● **About this exercise**: Which lines of the data hold the word "below"? Copy all of them.

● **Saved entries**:
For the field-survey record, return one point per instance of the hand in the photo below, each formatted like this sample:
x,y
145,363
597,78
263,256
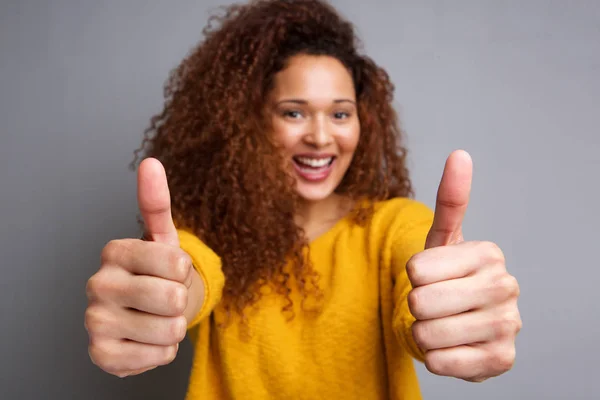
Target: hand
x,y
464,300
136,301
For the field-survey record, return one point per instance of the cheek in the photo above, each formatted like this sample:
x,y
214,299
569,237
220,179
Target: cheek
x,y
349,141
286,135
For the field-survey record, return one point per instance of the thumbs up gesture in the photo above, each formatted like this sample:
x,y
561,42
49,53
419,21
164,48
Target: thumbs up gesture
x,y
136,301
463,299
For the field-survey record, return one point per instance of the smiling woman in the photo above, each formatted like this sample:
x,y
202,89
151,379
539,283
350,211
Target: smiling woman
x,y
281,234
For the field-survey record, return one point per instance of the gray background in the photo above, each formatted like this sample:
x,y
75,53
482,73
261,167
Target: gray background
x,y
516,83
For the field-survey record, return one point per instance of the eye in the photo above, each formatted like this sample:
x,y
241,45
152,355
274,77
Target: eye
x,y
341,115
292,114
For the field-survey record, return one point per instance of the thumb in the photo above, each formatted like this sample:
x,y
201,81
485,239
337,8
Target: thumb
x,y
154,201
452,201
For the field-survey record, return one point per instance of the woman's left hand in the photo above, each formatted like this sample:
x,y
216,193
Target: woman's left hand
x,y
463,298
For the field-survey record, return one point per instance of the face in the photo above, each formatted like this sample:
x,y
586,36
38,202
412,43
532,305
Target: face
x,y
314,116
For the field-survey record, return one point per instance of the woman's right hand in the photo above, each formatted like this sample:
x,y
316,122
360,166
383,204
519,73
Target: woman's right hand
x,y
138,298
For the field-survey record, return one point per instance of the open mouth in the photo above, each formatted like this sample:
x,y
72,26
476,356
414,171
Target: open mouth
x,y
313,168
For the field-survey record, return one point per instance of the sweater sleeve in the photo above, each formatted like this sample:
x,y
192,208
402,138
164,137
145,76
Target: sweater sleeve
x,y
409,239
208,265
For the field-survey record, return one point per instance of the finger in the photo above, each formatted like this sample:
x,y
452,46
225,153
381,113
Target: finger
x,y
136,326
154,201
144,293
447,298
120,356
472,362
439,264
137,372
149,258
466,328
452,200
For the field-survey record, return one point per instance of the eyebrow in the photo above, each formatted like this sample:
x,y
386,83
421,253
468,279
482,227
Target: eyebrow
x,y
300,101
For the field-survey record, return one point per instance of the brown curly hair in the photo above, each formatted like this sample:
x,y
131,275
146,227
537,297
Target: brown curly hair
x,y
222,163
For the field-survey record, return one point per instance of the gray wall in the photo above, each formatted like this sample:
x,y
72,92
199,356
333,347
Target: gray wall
--
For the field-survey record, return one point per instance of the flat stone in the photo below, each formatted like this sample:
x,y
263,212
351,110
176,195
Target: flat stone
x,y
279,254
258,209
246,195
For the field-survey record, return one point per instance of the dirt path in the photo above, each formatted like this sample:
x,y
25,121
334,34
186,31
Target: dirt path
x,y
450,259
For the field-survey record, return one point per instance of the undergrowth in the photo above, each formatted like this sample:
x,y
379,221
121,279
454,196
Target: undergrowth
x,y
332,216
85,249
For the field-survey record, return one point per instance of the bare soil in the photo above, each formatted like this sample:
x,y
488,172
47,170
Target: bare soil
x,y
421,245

● **Response area**:
For the field-survey record, return one point per instance of the hand in the photo below, each formatted like this sample:
For the field-survey record, return one point per instance of the flat stone in the photo below, each formatted like this sample:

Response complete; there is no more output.